**TEXTE CHOISI:**
######

Les Insurgés (Defiance) – de Edward Zwick – 2008
Il faut reconnaître à Edward Zwick un mérite rare : il connaît parfaitement ses qualités et ses limites. Et film après film, le réalisateur trace un sillon, toujours le même, qu’il approfondit et enrichit, sans jamais se répéter, et sans jamais lasser. Zwick, c’est un peu l’héritier des réalisateurs prestigieux de l’âge d’or d’Hollywood, de Victor Fleming à William Wellman, sans le côté touche-à-tout, mais avec un vrai sens du romanesque et du spectaculaire. Et ils ne sont pas nombreux à assumer cet aspect purement hollywoodien, surtout depuis la mort d’Anthony Minghella.

######

**DONNÉES ENREGISTRÉES:**
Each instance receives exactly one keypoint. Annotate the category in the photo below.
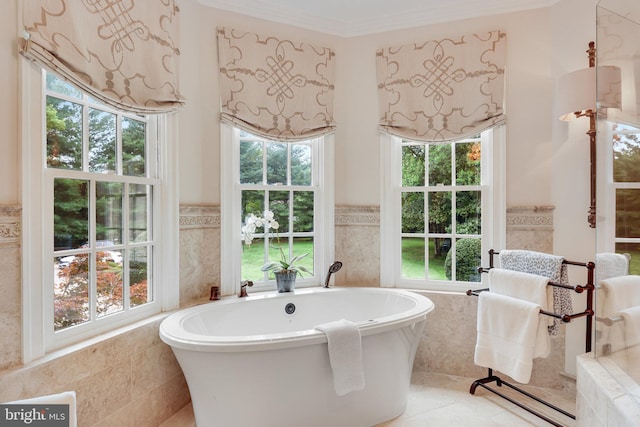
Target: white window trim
(37, 330)
(607, 191)
(231, 244)
(493, 218)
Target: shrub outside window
(101, 168)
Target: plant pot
(286, 280)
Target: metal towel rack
(565, 317)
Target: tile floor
(438, 400)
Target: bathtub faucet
(243, 288)
(333, 268)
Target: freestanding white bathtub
(259, 362)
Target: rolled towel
(345, 355)
(507, 329)
(611, 265)
(548, 265)
(527, 287)
(619, 293)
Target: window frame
(230, 213)
(606, 196)
(493, 211)
(38, 335)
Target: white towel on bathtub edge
(345, 355)
(507, 329)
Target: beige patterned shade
(278, 89)
(442, 90)
(122, 52)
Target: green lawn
(252, 258)
(413, 260)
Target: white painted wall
(547, 160)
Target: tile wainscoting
(199, 251)
(10, 286)
(131, 378)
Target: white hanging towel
(507, 329)
(527, 287)
(345, 355)
(611, 265)
(551, 266)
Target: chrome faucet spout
(333, 268)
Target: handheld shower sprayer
(333, 268)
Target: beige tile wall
(131, 378)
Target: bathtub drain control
(290, 308)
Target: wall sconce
(577, 98)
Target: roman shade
(442, 90)
(278, 89)
(121, 52)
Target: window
(287, 179)
(441, 214)
(622, 197)
(95, 191)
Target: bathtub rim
(172, 333)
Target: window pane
(626, 154)
(250, 162)
(468, 259)
(139, 287)
(303, 211)
(413, 165)
(301, 246)
(64, 134)
(109, 212)
(252, 260)
(468, 163)
(134, 147)
(138, 213)
(276, 163)
(71, 291)
(109, 284)
(413, 257)
(468, 212)
(102, 141)
(440, 212)
(252, 203)
(70, 213)
(438, 251)
(300, 164)
(627, 213)
(440, 164)
(413, 212)
(279, 205)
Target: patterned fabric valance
(442, 90)
(121, 52)
(278, 89)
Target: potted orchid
(286, 269)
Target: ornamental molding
(530, 217)
(199, 216)
(357, 215)
(10, 225)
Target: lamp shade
(577, 90)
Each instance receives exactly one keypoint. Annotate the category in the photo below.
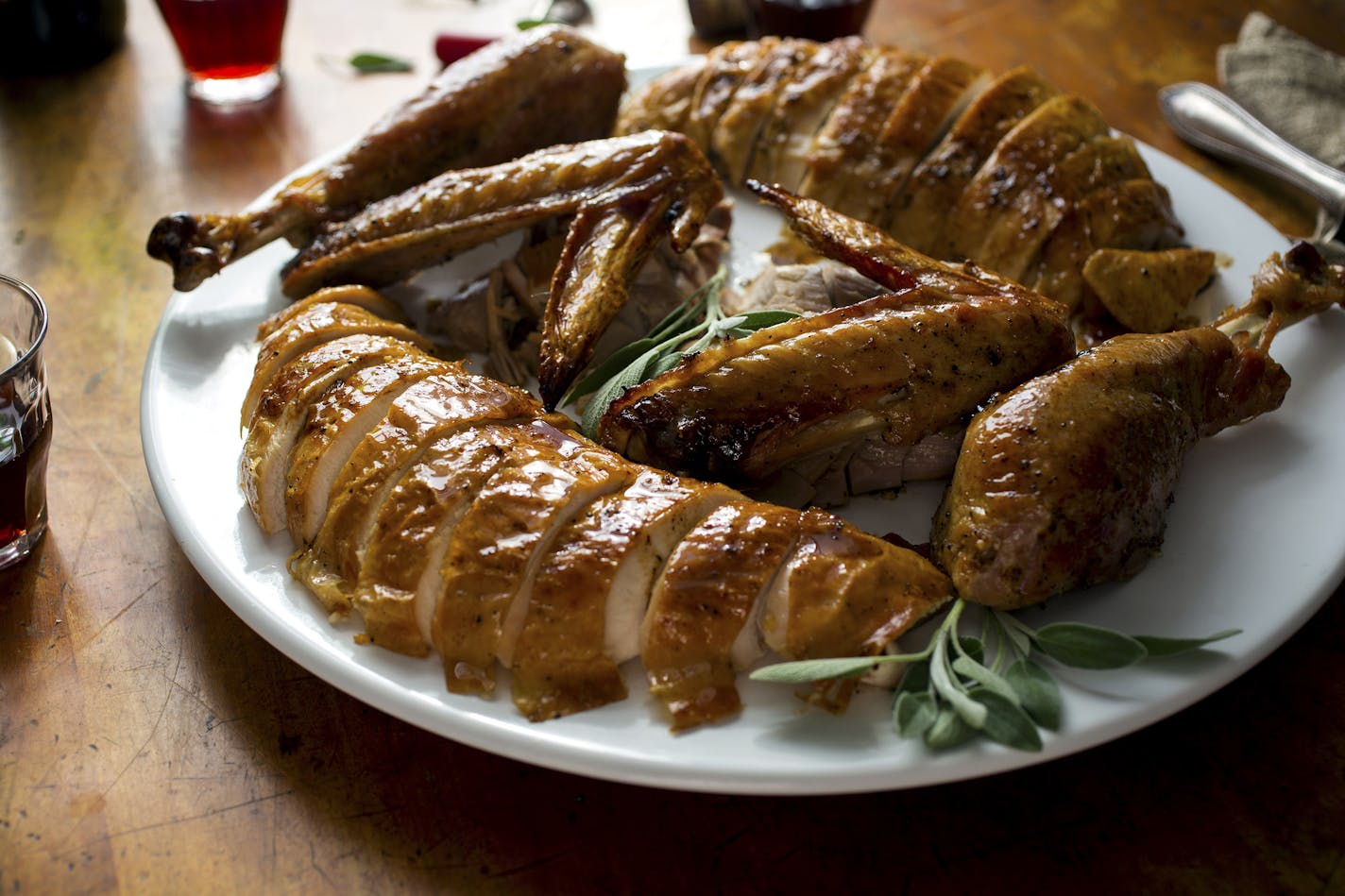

######

**ÉNONCÉ:** Dites si chaque affirmation concorde avec la critique des Insurgés : (a) Edward Zwick se répète d'un film à l'autre ; (b) Zwick a, comme les grands réalisateurs de l'âge d'or, un côté touche-à-tout ; (c) Zwick connaît ses qualités et ses limites. Répondez par oui ou non et citez exactement les mots décisifs de la critique. Appuyez-vous uniquement sur la critique des Insurgés, sans recourir au matériel.

**CORRIGÉ:**
(a) Non : « sans jamais se répéter ».
(b) Non : « sans le côté touche-à-tout ».
(c) Oui : « il connaît parfaitement ses qualités et ses limites ».